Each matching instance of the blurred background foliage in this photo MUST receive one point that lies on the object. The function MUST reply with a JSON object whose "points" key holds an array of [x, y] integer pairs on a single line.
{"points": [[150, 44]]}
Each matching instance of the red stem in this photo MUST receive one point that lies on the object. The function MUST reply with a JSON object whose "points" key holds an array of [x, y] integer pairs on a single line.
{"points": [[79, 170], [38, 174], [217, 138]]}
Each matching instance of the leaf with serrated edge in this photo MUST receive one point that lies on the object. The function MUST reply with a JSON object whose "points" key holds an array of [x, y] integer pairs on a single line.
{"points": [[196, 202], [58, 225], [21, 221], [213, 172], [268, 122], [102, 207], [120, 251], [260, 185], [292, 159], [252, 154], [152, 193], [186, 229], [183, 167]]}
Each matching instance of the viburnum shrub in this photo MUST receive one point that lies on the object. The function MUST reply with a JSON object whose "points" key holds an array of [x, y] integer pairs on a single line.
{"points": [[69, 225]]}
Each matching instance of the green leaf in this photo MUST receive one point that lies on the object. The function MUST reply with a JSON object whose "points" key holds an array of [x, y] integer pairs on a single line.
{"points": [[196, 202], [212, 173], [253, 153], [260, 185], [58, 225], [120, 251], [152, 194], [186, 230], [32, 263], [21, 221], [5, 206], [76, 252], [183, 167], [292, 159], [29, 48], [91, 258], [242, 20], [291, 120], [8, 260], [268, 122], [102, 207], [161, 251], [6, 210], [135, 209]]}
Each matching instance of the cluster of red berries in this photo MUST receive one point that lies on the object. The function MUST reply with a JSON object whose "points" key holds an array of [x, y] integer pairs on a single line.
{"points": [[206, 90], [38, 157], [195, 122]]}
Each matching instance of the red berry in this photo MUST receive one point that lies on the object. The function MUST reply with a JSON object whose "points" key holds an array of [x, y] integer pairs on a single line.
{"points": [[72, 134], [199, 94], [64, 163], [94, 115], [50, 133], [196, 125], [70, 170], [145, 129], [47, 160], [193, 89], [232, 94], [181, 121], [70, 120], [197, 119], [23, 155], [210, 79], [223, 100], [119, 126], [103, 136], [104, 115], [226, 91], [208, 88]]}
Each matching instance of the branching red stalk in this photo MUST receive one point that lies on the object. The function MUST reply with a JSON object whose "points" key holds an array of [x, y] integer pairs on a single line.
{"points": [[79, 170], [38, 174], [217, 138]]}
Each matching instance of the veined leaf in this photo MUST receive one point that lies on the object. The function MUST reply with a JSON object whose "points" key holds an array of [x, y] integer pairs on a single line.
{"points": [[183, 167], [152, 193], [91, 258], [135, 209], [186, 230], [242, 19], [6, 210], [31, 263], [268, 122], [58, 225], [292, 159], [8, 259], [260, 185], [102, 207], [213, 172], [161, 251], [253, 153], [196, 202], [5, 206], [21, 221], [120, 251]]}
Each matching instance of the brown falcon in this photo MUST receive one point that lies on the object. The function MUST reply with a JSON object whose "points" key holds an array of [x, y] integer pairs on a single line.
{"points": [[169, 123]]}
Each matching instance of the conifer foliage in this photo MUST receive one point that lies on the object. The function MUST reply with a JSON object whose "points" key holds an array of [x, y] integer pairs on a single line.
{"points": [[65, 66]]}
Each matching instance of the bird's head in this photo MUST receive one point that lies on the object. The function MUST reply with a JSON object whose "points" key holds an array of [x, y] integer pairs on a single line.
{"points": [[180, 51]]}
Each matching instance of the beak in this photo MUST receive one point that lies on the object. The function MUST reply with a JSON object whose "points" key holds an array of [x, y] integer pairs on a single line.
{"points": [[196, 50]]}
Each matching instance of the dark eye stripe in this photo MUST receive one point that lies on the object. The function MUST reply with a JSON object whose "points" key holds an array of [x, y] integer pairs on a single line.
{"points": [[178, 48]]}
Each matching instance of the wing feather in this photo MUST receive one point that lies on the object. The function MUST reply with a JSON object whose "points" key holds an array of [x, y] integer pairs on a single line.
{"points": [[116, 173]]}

> **WHAT TO DO**:
Each line of the data should be transcribed exactly.

> **TASK RESPONSE**:
Each matching instance of the blurred background foliage in this photo MUST receive one point that lies on the object. The function MUST reply with a JSON object whose "points" key holds an array of [x, y] integer pairs on a single line.
{"points": [[150, 44]]}
Each matching instance of the red stem in this photo MUST receive one point that lies on the object. The function MUST reply with a JSON object whose "points" key holds an array of [x, y] integer pairs on a single line.
{"points": [[79, 170], [38, 174], [217, 138]]}
Each matching instance of the leaf with serrated edge in this photo MUST receive one point that lies on the object. The function MUST reply with a JSON object whose "points" key holds an array of [x, y] integer pairs on a single line.
{"points": [[196, 202], [58, 225], [21, 221], [213, 172], [268, 122], [102, 207], [120, 251], [260, 185], [292, 159], [252, 154], [152, 193], [186, 229], [183, 167]]}
Each matching instance of the viburnum shrub in this photo MUST receive one point that lies on the object. The function MUST reply with a JSON object whose "points" key holds an array of [x, y] integer pairs on a single line.
{"points": [[69, 225]]}
Each matching instance of the green leaf in this photo MUST receive one point that lies on the object. The function MUST reply with a JSON object whose "points" key holds an array of [x, y] integer pairs on a single line.
{"points": [[196, 202], [212, 173], [253, 153], [260, 185], [58, 225], [120, 251], [152, 194], [186, 230], [32, 263], [21, 221], [5, 206], [76, 252], [183, 167], [292, 159], [29, 48], [91, 258], [242, 20], [291, 120], [8, 260], [268, 122], [102, 207], [161, 251], [6, 210], [135, 209]]}
Each matching instance of the cluster of red berries in this photo MUST receive one point that lies on the object. The function MUST reply with a JSON object whose "points" key holds an array of [x, y] integer pairs on a single line.
{"points": [[206, 90], [38, 157], [195, 122]]}
Each matching instance of the red berry in this photo MUST receive one point that lies on the object. The function MUST reply with a JSON object whose "points" key holds an array of [x, y] integer pairs on a single line.
{"points": [[72, 134], [199, 94], [64, 163], [94, 115], [50, 133], [196, 125], [70, 170], [145, 129], [47, 160], [193, 89], [232, 94], [181, 121], [70, 120], [197, 119], [23, 155], [210, 79], [223, 100], [119, 126], [103, 136], [104, 115], [226, 91], [208, 88]]}
Each matching instance of the branching red stalk in this photo MUST receive one point that lies on the object. The function MUST reply with a JSON object whose "points" key holds an array of [x, y] integer pairs on a single line.
{"points": [[79, 170], [38, 174], [217, 138]]}
Each matching instance of the veined leaf in this photo MUST receive one point that lies on the object. The function MUST reply with a JSON object whose "points" key holds an array of [x, y] integer pairs on a single line.
{"points": [[183, 167], [152, 193], [91, 258], [135, 209], [186, 230], [242, 19], [6, 210], [31, 263], [268, 122], [58, 225], [292, 159], [8, 259], [260, 185], [102, 207], [213, 172], [161, 251], [253, 153], [196, 202], [5, 206], [21, 221], [120, 251]]}
Each matching instance of the brown falcon in this photo MUST receive one point that lies on the object. The function MUST reply with a JSON object whose "points" key holds an array of [x, y] integer pairs on a single line.
{"points": [[169, 123]]}
Each matching instance of the conifer foliage in this photo MUST receive one point that lies on the object. The function MUST reply with a JSON object whose "points" key holds an array of [x, y] integer pairs on a single line.
{"points": [[65, 66]]}
Each matching instance of the bird's head in this photo MUST receive one point that lies on the object. The function MUST reply with a JSON object whose "points" key holds an array of [x, y] integer pairs on a single line.
{"points": [[180, 51]]}
Each matching instance of the beak in this photo MUST receive one point that lies on the object. The function MUST reply with a JSON object whose "points" key holds an array of [x, y] integer pairs on a single line.
{"points": [[196, 50]]}
Each matching instance of the dark eye stripe in this photo MUST receive one point that lies on the object. The function MUST reply with a JSON object whose "points" key holds an array of [x, y] integer pairs on a single line.
{"points": [[178, 48]]}
Each matching instance of the wing feather in this photo MUST receive one point that lies on the object. The function MUST reply with a JSON object whose "points" key holds an array of [x, y] integer pairs on a single line.
{"points": [[116, 173]]}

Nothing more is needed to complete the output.